To-do list
1. Answer these questions using the TVCN financial statement notes:
(a) Which dates and periods do the notes say TVCN's independent auditors have not audited?
(b) What kind of adjustments does management say are the only ones included?
(c) What weighted average number of common shares outstanding is given for 1998?
2. Proceed with the TVCN financial statement notes, writing on from the point where they stop.

Reading text
_____

The accompanying unaudited consolidated financial
statements include the accounts of TVCN, and its wholly-owned
subsidiaries. All material and inter-company accounts and
transactions have been eliminated in consolidation.
Interim Unaudited Financial Statements
Information with respect to June 30, 1999, and June 30,
1998, and the periods then ended have not been audited by TVCN's
independent auditors, but, in the opinion of management, reflect
all adjustments (which include only normal recurring adjustments)
necessary for the fair presentation of the operations of TVCN.
The results of operations for the three months ending June 30,
1999, and June 30, 1998, are not necessarily indicative of the
results of the entire fiscal year.
The preparation of the interim report is based on the same
accounting standards, and the statements are in conformity with
Generally Accepted Accounting Principles (GAAP). Management
believes there are no material misstatements.
Earnings Per Share
Net income per common share is based on the weighted
average number of 50,835,954, and 41,188,454 common shares
outstanding for 1999 and 1998, respectively.

_____

Data provided
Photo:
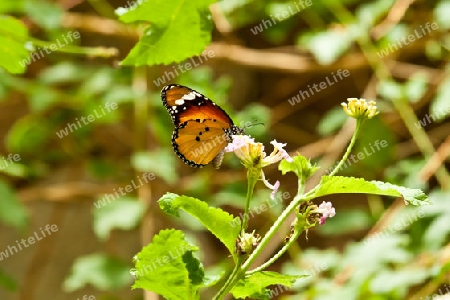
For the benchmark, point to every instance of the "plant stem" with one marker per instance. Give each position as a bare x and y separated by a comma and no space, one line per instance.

_____

Task-by-task answers
1.
(a) June 30, 1999, and June 30, 1998, and the periods then ended.
(b) Normal recurring adjustments.
(c) 41,188,454.

2.
Income Tax
From its inception on July 7, 1987, TVCN incurred
operating losses through March 31, 1993, which included certain
accrued expenses that are not deductible for tax purposes until
paid, and has net operating loss carry forwards available to
offset future year taxable income. TVCN has the following net
operating loss carry forwards:
Net Operating Year of
Loss Carry forward Expiration
Year ended March 31, 1999 $5,300,000 2014
ITEM 2. Management's Discussion and Analysis of Financial
Conditions and Results of Operations
Wireless Cable TV ("WCTV") Operations
Our main business activities since inception in
1987 has been obtaining TV channel leases, and the acquisition
and the development and sale of Wireless Cable TV (WCTV)
licenses and stations. The development of Wireless Cable TV
stations to their full growth potential requires substantial
capital resources which have not been adequately available to us.
As a result we have been able to only partially develop
certain of the stations, while holding other stations
and/or licenses without development, and selling such stations
and/or licenses to potential buyers at a profit.
Currently, TVCN is operating a WCTV station in Salina, KS,
and San Luis Obispo, CA. Additionally, we are leasing the WCTV
stations in Mobile, AL and Woodward, OK to non-affiliated
entities. These stations have a limited number of TV channels and
subscribers. The revenues generated from these stations are very
limited and are not sufficient to cover our expenses. Neither
the revenues nor the number of TV channels of the operating Wireless Cable TV
stations are expected to increase materially any time soon.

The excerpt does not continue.